• _INFORMATION SUPPLIED_
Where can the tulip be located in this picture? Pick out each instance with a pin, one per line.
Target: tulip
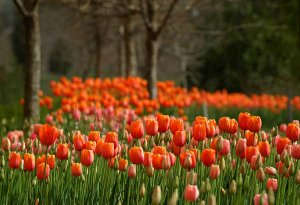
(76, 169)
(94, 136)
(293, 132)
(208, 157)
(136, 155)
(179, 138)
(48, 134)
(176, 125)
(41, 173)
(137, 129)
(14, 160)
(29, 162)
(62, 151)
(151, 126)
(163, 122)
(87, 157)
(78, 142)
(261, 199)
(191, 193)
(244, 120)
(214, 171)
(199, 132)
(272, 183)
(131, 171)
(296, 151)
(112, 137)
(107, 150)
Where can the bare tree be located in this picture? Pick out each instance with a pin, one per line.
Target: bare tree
* * *
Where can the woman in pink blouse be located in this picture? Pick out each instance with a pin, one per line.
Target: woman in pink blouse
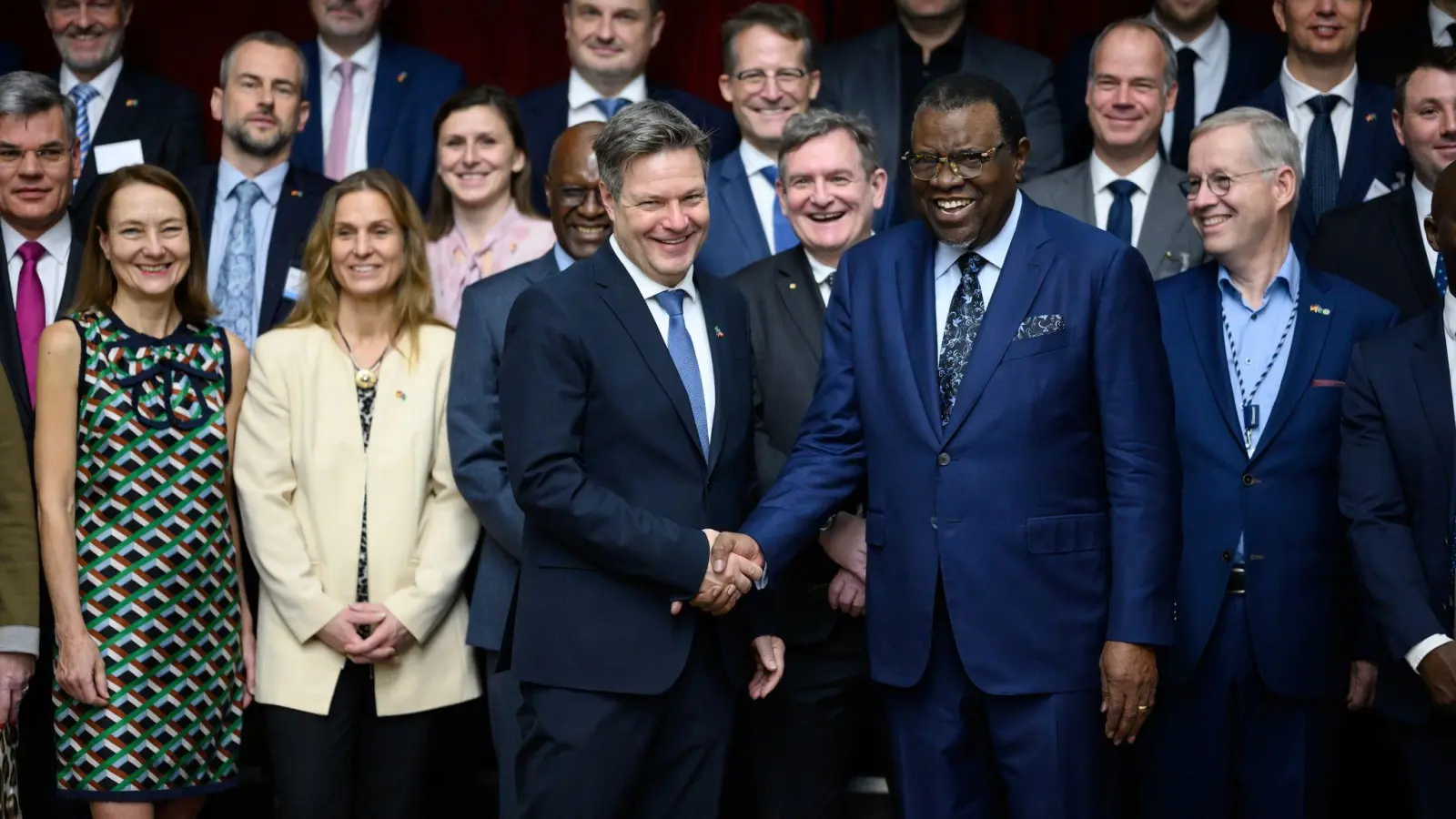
--
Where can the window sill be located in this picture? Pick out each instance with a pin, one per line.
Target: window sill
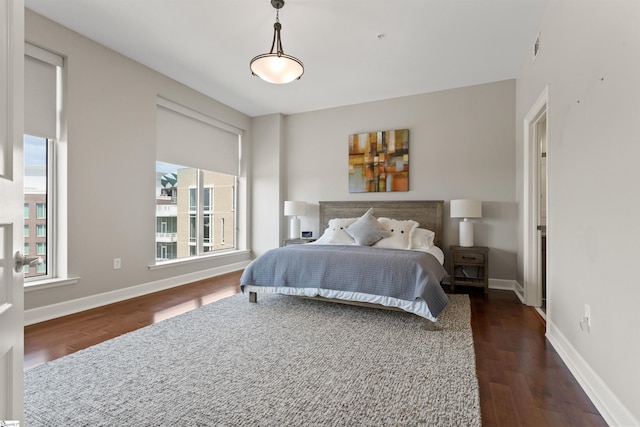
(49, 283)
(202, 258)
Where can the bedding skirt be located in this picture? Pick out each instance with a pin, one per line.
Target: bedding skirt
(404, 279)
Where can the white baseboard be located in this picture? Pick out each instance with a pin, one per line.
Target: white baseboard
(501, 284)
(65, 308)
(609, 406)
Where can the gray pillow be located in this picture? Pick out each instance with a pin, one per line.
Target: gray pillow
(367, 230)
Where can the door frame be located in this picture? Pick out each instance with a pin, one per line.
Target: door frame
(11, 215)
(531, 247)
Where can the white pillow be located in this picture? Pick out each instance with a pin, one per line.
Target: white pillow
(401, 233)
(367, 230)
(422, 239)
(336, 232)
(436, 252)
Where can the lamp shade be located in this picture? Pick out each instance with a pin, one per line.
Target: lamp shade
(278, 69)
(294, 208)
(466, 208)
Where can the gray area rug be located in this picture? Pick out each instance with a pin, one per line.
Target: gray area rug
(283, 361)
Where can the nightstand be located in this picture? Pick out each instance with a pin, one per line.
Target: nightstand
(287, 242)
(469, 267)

• _WRITTEN PROBLEM_
Render the part of the records that opens with the line containing "Where can the bare" and closes with the line containing "Target: bare tree" as a JSON list of strings, one per line, leaving out blank lines.

• _ANSWER FOR THIS EXERCISE_
[
  "Where can the bare tree be located in this picture? Pick out each instance with a pin, one per line.",
  "Target: bare tree"
]